Direction: From the listing below, copy each line that contains the string "formation". Matching is case-sensitive.

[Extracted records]
------------------------------------

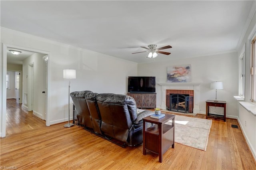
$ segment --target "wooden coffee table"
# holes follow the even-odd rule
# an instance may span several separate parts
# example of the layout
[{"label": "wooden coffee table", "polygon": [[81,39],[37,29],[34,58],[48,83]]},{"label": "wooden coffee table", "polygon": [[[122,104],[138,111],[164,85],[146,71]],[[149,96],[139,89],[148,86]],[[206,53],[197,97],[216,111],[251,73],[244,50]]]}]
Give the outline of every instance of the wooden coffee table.
[{"label": "wooden coffee table", "polygon": [[[152,118],[150,116],[143,120],[143,154],[148,150],[159,155],[159,162],[163,160],[163,154],[169,148],[174,148],[174,121],[175,115],[166,114],[159,119]],[[172,121],[172,125],[165,124]],[[154,124],[146,127],[146,122]]]}]

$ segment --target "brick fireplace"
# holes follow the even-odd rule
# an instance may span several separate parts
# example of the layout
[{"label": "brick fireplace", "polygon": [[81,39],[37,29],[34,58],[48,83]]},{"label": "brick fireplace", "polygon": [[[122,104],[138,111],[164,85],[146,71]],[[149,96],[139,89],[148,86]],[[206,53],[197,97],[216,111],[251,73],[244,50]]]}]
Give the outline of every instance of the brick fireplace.
[{"label": "brick fireplace", "polygon": [[170,94],[186,94],[194,97],[193,113],[199,113],[200,84],[201,83],[194,82],[159,83],[161,86],[161,108],[166,109],[168,107],[166,96]]},{"label": "brick fireplace", "polygon": [[[166,89],[166,108],[168,107],[168,110],[171,110],[171,107],[170,106],[171,106],[172,105],[170,105],[170,101],[171,100],[171,97],[172,96],[175,96],[176,95],[184,95],[187,96],[190,96],[191,97],[194,97],[194,90],[173,90],[173,89]],[[177,101],[175,101],[176,103]],[[184,111],[181,110],[181,111],[178,111],[178,107],[179,105],[180,105],[178,103],[176,103],[176,108],[177,109],[177,111],[179,112],[184,112],[184,113],[193,113],[193,101],[192,101],[190,102],[186,102],[186,101],[184,101],[182,102],[184,103],[182,103],[180,105],[182,106],[183,106],[183,107],[184,109]],[[186,104],[188,104],[188,106],[186,106],[186,108],[185,108],[185,106]],[[178,106],[178,108],[177,108]],[[174,110],[175,110],[175,109]]]}]

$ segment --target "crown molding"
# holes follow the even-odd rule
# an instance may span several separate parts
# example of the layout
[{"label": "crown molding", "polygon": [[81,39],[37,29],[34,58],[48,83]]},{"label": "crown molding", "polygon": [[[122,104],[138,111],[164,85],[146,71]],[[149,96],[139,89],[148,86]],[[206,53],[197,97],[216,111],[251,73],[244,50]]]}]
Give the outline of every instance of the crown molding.
[{"label": "crown molding", "polygon": [[52,40],[49,40],[49,39],[47,39],[46,38],[42,38],[40,37],[38,37],[37,36],[33,36],[33,35],[31,35],[31,34],[28,34],[24,33],[24,32],[18,32],[18,31],[15,31],[15,30],[11,30],[11,29],[10,29],[9,28],[4,28],[4,27],[0,27],[0,30],[5,30],[5,31],[8,31],[8,32],[12,32],[14,34],[16,34],[16,35],[18,34],[18,35],[21,36],[26,36],[26,37],[28,37],[28,38],[33,39],[34,40],[36,40],[42,41],[42,42],[44,42],[48,43],[51,43],[51,44],[53,44],[54,45],[60,45],[60,46],[62,46],[62,47],[66,47],[67,48],[71,48],[71,49],[73,49],[78,50],[78,51],[94,52],[95,53],[98,53],[102,54],[103,55],[106,55],[106,56],[107,56],[108,57],[111,57],[111,58],[112,58],[115,59],[118,59],[118,60],[120,60],[120,61],[125,61],[126,62],[129,62],[130,63],[137,63],[137,64],[138,63],[136,63],[136,62],[134,62],[134,61],[129,61],[129,60],[126,60],[126,59],[122,59],[118,58],[118,57],[113,57],[113,56],[111,56],[111,55],[106,55],[106,54],[105,54],[99,53],[98,52],[94,51],[92,51],[92,50],[90,50],[89,49],[84,49],[84,48],[80,48],[80,47],[75,47],[75,46],[72,45],[67,44],[66,44],[66,43],[61,43],[61,42],[58,42]]},{"label": "crown molding", "polygon": [[237,45],[236,45],[236,50],[238,50],[238,48],[241,45],[242,43],[242,42],[243,40],[244,39],[244,38],[245,36],[245,34],[247,31],[247,30],[248,29],[248,28],[249,27],[249,26],[252,20],[252,18],[253,16],[254,15],[255,12],[256,12],[256,2],[254,2],[252,6],[252,8],[251,8],[251,10],[250,11],[250,13],[249,13],[249,15],[248,16],[248,17],[247,18],[247,20],[246,20],[246,22],[245,23],[245,25],[244,27],[244,29],[243,30],[243,31],[242,32],[241,36],[240,36],[240,38],[239,38],[239,40],[238,41],[238,42],[237,43]]}]

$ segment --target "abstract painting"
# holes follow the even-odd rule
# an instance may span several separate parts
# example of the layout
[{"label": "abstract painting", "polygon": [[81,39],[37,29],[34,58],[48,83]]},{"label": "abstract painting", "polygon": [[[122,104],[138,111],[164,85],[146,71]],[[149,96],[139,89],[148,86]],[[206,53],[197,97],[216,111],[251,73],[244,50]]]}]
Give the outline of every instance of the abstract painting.
[{"label": "abstract painting", "polygon": [[167,67],[167,82],[190,81],[191,64]]}]

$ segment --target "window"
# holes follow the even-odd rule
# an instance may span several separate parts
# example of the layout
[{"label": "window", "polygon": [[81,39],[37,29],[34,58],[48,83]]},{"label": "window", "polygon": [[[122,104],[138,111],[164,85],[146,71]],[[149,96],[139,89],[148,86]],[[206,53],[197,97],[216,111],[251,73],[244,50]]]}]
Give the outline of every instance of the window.
[{"label": "window", "polygon": [[10,73],[6,74],[6,89],[10,89]]},{"label": "window", "polygon": [[244,46],[239,57],[239,95],[244,97]]},{"label": "window", "polygon": [[253,39],[251,43],[251,89],[252,96],[251,101],[256,102],[256,36]]}]

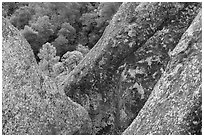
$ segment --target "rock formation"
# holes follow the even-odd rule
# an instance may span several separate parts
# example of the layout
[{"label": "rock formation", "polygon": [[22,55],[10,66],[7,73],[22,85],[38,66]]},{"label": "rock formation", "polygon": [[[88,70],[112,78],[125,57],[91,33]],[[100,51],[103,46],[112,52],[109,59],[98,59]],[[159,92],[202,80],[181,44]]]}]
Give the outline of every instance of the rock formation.
[{"label": "rock formation", "polygon": [[201,11],[170,52],[170,62],[125,135],[202,134]]},{"label": "rock formation", "polygon": [[89,134],[87,111],[43,79],[30,45],[2,19],[2,133]]}]

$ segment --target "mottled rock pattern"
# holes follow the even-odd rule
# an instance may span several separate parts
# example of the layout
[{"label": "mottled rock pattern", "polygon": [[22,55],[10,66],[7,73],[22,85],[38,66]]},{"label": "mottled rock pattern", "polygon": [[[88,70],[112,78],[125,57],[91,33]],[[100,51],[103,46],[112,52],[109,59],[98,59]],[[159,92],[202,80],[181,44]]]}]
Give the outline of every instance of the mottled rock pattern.
[{"label": "mottled rock pattern", "polygon": [[169,53],[178,44],[200,7],[201,3],[186,3],[174,19],[169,20],[162,30],[157,31],[142,47],[129,55],[119,67],[119,76],[122,77],[120,110],[126,116],[121,119],[123,129],[135,119],[149,98],[166,69],[170,60]]},{"label": "mottled rock pattern", "polygon": [[87,111],[40,74],[30,45],[2,20],[2,133],[88,134]]},{"label": "mottled rock pattern", "polygon": [[167,69],[125,135],[202,134],[201,10],[169,53]]},{"label": "mottled rock pattern", "polygon": [[[66,95],[88,110],[94,134],[120,134],[131,123],[198,8],[194,3],[121,5],[98,43],[62,83]],[[127,80],[121,73],[129,75]]]}]

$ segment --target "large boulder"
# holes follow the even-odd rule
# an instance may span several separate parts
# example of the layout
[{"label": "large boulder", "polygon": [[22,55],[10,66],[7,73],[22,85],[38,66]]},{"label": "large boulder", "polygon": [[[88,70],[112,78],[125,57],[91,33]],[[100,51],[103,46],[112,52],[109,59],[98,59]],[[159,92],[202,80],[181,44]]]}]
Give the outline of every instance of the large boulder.
[{"label": "large boulder", "polygon": [[2,19],[2,133],[89,134],[87,111],[41,75],[28,42]]},{"label": "large boulder", "polygon": [[170,62],[124,135],[202,134],[202,20],[201,10]]},{"label": "large boulder", "polygon": [[121,5],[101,39],[62,82],[66,95],[88,110],[94,134],[120,134],[128,127],[200,7]]}]

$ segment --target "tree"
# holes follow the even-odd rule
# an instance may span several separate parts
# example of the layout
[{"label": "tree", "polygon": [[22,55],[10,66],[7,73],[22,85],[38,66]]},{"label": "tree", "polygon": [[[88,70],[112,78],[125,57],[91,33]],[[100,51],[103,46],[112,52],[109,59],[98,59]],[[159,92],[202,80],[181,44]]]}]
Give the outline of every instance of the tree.
[{"label": "tree", "polygon": [[38,32],[42,44],[47,42],[49,37],[54,33],[54,26],[50,23],[48,16],[39,17],[36,23],[31,24],[31,27]]},{"label": "tree", "polygon": [[82,58],[83,58],[83,54],[81,52],[79,51],[69,52],[68,51],[66,54],[62,56],[61,61],[64,64],[64,68],[69,73],[79,64]]},{"label": "tree", "polygon": [[10,21],[19,30],[24,29],[24,26],[28,25],[29,21],[31,20],[32,14],[33,11],[30,7],[20,7],[11,16]]},{"label": "tree", "polygon": [[2,134],[89,134],[87,111],[42,77],[19,31],[4,18],[2,26]]}]

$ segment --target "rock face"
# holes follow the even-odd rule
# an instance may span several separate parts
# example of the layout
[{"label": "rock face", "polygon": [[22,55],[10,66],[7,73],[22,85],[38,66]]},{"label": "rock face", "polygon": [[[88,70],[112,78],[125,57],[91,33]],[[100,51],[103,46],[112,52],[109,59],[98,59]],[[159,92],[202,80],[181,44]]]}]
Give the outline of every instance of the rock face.
[{"label": "rock face", "polygon": [[202,134],[201,10],[178,45],[170,62],[124,135]]},{"label": "rock face", "polygon": [[[121,77],[120,111],[121,119],[130,125],[149,98],[170,60],[169,53],[178,44],[200,9],[199,3],[186,3],[184,8],[171,19],[162,30],[157,31],[138,50],[129,55],[120,65]],[[121,115],[122,116],[122,115]],[[121,117],[120,116],[120,117]],[[123,124],[124,126],[124,124]]]},{"label": "rock face", "polygon": [[200,3],[123,3],[103,36],[62,83],[93,134],[120,134],[143,107]]},{"label": "rock face", "polygon": [[2,133],[88,134],[87,111],[43,79],[30,45],[4,18],[2,26]]}]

------------------------------------

Solution for this exercise:
$ segment --target "rock formation"
[{"label": "rock formation", "polygon": [[22,55],[10,66],[7,73],[22,85],[38,66]]},{"label": "rock formation", "polygon": [[[88,70],[112,78],[125,57],[91,33]],[[100,51],[103,46],[112,52],[109,59],[98,59]],[[159,92],[202,80],[181,44]]]}]
Give the outline of every instance of the rock formation.
[{"label": "rock formation", "polygon": [[201,11],[170,52],[170,62],[125,135],[202,134]]},{"label": "rock formation", "polygon": [[89,134],[87,111],[43,79],[30,45],[2,19],[2,133]]}]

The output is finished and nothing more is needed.